TASK REQUIREMENTS: Extract every line in the rows below that contains the string "window".

RECORD LIST:
[Begin]
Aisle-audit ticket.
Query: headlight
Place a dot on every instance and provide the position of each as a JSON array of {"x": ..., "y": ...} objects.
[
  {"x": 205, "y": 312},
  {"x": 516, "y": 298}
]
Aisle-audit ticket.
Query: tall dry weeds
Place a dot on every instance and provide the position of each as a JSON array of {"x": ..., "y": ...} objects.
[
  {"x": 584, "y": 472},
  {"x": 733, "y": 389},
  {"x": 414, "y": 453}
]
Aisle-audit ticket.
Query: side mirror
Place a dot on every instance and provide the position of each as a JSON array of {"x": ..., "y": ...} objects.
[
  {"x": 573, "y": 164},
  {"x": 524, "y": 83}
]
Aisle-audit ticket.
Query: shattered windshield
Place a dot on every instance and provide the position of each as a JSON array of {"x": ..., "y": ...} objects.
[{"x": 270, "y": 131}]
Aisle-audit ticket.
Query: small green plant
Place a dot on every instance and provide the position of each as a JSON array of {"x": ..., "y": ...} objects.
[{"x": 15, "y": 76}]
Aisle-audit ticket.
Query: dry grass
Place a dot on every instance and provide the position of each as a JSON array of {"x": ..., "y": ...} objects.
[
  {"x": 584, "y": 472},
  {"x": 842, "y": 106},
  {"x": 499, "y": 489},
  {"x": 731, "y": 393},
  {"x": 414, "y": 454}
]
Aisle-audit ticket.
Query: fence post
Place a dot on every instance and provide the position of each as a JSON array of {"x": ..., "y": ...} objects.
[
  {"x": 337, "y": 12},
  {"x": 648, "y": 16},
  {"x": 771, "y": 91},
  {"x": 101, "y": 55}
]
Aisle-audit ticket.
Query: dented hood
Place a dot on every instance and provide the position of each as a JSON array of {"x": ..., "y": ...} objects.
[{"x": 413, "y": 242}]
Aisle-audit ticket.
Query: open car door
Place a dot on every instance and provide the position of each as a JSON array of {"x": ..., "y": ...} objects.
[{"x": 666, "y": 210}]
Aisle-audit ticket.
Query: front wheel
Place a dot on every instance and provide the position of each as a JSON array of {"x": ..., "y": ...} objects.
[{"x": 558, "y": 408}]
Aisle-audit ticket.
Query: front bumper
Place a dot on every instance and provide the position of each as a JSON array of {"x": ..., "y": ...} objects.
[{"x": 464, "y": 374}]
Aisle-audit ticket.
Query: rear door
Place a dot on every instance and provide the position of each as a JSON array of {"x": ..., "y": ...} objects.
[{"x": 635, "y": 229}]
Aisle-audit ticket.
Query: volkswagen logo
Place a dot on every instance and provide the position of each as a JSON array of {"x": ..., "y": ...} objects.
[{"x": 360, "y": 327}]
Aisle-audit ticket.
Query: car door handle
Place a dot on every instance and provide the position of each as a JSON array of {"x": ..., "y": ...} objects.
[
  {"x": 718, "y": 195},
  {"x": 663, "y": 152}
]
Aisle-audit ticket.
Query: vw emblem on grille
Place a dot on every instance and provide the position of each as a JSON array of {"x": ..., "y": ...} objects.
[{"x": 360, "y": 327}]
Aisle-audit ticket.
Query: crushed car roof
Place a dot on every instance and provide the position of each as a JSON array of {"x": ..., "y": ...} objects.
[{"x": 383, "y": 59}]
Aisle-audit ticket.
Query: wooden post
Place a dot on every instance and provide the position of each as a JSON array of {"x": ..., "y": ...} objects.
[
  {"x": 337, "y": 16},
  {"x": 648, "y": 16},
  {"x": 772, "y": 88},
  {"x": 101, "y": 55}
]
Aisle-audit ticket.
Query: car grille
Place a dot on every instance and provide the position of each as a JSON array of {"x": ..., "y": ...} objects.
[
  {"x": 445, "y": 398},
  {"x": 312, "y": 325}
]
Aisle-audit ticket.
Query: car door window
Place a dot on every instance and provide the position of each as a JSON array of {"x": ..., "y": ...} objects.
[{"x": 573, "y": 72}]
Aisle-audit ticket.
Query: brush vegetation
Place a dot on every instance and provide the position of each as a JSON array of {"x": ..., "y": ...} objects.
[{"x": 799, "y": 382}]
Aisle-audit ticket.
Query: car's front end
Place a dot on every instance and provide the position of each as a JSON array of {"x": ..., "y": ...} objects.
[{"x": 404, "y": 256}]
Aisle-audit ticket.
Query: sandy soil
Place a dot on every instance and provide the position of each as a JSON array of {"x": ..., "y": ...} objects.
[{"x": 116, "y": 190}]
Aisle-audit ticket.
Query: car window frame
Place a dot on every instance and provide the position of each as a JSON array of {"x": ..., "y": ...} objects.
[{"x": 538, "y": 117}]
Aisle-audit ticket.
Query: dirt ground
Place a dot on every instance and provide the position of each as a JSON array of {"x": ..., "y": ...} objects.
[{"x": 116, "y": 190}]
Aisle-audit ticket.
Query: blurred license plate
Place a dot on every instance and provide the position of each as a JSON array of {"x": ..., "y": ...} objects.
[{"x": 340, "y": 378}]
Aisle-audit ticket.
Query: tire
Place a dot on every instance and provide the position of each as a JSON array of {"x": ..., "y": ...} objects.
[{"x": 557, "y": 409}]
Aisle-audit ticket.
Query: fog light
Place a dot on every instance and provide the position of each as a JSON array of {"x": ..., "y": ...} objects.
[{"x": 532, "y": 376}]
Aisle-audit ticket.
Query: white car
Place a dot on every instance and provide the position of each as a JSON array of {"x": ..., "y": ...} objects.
[End]
COMPLETED TASK:
Query: car door window
Query: car window frame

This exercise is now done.